-- begin Dataset content --

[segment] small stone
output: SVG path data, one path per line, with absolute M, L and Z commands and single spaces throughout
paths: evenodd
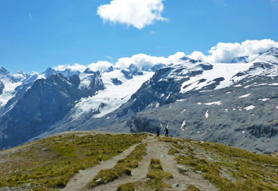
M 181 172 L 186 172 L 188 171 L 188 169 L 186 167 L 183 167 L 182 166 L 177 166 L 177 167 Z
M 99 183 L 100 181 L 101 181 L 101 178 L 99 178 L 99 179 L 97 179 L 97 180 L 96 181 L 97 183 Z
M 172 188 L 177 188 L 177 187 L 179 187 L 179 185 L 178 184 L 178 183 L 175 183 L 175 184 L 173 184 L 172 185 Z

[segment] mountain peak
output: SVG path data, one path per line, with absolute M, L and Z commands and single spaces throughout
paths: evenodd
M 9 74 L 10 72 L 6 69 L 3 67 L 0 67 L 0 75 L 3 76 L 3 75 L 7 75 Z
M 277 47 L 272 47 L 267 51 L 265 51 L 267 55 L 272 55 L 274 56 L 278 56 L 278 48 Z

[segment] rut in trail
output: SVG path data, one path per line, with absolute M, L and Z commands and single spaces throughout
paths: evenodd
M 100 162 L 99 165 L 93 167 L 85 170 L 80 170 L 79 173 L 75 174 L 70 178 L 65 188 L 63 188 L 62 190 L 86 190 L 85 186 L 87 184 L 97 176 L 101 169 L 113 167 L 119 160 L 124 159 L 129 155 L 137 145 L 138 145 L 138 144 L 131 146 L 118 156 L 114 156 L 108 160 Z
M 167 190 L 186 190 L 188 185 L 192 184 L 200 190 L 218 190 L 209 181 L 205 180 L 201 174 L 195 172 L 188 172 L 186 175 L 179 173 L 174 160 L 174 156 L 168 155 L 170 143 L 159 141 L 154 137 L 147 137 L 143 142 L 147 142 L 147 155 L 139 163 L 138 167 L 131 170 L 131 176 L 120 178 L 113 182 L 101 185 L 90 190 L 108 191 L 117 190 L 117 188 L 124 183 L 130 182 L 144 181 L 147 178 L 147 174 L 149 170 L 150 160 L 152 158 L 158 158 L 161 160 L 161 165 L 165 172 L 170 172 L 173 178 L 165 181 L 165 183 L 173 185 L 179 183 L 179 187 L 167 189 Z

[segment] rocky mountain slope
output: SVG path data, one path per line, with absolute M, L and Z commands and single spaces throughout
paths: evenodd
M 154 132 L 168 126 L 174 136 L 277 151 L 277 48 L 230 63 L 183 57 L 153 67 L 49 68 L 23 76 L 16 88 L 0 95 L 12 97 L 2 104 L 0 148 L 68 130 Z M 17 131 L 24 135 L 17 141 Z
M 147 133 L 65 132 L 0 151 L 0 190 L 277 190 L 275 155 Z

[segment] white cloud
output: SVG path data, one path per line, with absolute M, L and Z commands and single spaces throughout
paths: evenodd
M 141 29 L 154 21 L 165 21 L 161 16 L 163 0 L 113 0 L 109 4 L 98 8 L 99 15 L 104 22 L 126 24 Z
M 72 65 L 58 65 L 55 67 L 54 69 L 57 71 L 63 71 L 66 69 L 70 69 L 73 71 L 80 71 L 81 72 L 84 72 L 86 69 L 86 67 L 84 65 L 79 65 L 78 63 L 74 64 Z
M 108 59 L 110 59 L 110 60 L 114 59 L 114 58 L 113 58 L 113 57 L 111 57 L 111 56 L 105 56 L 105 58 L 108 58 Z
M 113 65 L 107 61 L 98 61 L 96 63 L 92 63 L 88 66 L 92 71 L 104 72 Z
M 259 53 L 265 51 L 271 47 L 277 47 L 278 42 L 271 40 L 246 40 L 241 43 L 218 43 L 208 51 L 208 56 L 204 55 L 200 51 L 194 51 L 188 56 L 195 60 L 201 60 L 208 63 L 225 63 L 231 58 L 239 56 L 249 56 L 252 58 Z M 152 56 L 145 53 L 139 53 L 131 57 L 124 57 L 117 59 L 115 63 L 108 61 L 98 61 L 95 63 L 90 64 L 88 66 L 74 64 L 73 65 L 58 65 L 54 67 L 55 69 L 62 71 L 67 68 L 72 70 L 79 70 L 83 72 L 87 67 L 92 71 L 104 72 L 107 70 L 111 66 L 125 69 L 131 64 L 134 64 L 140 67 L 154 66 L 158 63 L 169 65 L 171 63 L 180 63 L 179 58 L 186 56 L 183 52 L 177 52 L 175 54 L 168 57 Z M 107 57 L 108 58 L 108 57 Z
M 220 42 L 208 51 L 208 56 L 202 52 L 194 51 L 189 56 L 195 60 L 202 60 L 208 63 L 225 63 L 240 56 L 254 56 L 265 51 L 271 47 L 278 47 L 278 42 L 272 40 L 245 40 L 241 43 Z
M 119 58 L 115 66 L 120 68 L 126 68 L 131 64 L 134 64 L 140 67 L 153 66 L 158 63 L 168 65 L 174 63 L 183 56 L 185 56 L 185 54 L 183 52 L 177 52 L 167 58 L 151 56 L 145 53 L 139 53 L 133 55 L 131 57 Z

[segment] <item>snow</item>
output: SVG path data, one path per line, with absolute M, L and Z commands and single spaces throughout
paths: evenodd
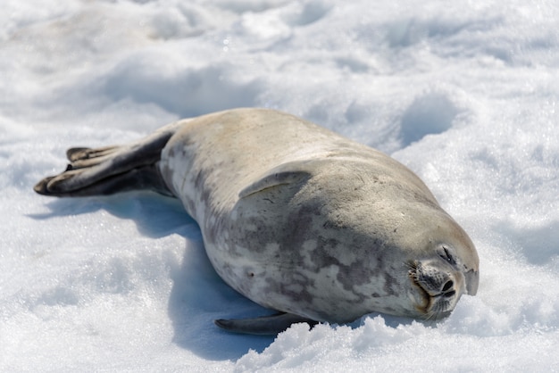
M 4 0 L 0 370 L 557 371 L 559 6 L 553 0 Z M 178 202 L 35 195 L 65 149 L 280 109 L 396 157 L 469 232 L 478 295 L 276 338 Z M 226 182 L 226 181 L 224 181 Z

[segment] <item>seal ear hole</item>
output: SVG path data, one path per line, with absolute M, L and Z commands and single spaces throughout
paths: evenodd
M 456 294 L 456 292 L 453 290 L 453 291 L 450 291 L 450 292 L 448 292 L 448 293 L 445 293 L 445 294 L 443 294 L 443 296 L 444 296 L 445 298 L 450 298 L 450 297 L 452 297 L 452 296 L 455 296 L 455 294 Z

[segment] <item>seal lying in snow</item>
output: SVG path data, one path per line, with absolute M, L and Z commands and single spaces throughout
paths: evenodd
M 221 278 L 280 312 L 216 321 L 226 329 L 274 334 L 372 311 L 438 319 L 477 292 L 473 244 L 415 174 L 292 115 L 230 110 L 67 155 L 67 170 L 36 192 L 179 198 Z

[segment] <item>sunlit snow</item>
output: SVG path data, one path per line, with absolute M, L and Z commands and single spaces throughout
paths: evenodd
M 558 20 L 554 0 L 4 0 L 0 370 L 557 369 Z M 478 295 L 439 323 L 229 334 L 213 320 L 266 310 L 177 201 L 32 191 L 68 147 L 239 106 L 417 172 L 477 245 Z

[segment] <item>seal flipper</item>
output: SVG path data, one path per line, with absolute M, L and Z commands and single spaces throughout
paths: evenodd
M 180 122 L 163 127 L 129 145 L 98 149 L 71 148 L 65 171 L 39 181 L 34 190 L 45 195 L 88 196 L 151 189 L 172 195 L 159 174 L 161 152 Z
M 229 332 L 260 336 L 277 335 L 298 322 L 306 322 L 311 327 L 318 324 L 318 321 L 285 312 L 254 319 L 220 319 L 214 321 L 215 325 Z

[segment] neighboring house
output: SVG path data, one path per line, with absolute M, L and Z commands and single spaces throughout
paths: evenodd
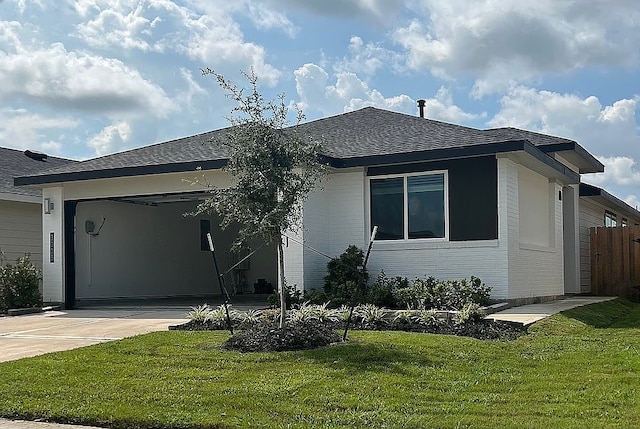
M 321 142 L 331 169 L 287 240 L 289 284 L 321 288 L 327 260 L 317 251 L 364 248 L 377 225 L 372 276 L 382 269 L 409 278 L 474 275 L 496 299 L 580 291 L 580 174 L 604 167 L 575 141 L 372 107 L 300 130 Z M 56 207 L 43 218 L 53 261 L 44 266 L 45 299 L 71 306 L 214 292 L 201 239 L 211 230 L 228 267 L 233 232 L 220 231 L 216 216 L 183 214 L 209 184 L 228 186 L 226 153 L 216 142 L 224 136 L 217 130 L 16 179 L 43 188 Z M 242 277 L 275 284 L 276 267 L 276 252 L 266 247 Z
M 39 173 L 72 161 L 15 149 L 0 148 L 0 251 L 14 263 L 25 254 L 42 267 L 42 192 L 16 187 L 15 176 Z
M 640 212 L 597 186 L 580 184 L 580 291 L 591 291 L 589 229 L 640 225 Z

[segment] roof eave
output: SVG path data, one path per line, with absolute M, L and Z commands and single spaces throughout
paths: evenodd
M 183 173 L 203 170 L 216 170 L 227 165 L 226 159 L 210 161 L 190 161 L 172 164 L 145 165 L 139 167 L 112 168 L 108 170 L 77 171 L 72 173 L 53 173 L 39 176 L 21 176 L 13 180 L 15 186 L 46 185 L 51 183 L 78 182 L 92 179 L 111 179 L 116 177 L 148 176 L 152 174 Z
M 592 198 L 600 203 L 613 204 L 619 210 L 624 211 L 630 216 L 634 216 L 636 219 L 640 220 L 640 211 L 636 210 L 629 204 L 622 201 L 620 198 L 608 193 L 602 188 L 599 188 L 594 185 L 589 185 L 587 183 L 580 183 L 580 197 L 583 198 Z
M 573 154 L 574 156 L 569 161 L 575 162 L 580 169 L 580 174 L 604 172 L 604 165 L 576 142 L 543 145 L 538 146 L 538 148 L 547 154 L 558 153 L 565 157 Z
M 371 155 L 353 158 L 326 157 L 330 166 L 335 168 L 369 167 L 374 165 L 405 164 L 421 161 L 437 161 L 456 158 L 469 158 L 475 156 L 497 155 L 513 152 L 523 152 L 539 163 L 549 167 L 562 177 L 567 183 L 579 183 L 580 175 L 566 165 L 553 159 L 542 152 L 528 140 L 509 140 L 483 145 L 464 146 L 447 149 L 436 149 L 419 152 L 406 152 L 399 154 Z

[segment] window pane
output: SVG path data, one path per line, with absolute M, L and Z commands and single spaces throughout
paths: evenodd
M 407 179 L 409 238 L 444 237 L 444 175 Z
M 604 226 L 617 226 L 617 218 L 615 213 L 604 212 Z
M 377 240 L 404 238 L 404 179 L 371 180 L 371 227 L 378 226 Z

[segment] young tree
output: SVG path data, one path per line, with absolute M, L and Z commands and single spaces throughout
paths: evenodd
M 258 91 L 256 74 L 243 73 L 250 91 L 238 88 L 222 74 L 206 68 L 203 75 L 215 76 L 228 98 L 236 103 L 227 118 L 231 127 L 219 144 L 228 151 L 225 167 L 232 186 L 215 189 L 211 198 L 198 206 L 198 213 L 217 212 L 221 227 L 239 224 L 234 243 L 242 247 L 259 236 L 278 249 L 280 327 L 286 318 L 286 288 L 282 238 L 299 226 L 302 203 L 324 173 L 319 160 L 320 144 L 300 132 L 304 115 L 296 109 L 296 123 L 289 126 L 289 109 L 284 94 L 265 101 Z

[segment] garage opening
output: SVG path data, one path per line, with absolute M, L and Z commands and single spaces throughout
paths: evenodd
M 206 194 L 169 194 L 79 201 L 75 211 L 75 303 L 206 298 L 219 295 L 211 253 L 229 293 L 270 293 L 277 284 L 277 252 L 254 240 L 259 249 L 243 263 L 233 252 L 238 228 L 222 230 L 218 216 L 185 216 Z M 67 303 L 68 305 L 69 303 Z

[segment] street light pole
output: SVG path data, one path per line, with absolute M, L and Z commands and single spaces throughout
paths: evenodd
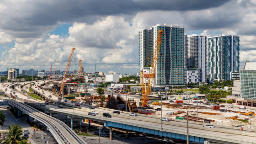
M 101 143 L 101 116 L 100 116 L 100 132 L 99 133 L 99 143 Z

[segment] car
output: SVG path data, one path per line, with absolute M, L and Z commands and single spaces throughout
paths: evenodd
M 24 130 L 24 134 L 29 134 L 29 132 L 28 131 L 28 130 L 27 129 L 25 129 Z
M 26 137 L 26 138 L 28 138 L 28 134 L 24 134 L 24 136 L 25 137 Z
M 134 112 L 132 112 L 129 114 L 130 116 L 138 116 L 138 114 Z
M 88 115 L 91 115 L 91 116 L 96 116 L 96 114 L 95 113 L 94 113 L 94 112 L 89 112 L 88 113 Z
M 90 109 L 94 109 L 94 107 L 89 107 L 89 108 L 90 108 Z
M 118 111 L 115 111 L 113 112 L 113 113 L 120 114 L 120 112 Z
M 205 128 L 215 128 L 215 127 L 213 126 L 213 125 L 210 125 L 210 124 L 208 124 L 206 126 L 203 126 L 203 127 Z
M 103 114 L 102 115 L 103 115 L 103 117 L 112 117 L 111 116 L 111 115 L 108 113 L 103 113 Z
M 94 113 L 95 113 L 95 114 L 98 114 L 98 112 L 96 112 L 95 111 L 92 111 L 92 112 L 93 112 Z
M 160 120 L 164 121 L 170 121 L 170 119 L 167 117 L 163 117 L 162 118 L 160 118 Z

-- end Dataset content --

Your objective: Render the data from its first line through the line containing "M 172 188 L" as a JSON list of strings, one string per line, with both ends included and blank lines and pictures omitted.

Problem solution:
[
  "[segment] small stone",
  "output: SVG path data, one path per line, with absolute M, L and Z commands and single spaces throughout",
  "paths: evenodd",
  "M 181 172 L 186 172 L 188 171 L 188 169 L 186 167 L 183 167 L 182 166 L 177 166 L 177 167 Z",
  "M 99 183 L 100 181 L 101 181 L 101 178 L 99 178 L 99 179 L 97 179 L 97 180 L 96 181 L 97 183 Z",
  "M 172 188 L 177 188 L 177 187 L 179 187 L 179 185 L 178 184 L 178 183 L 175 183 L 175 184 L 173 184 L 172 185 Z"
]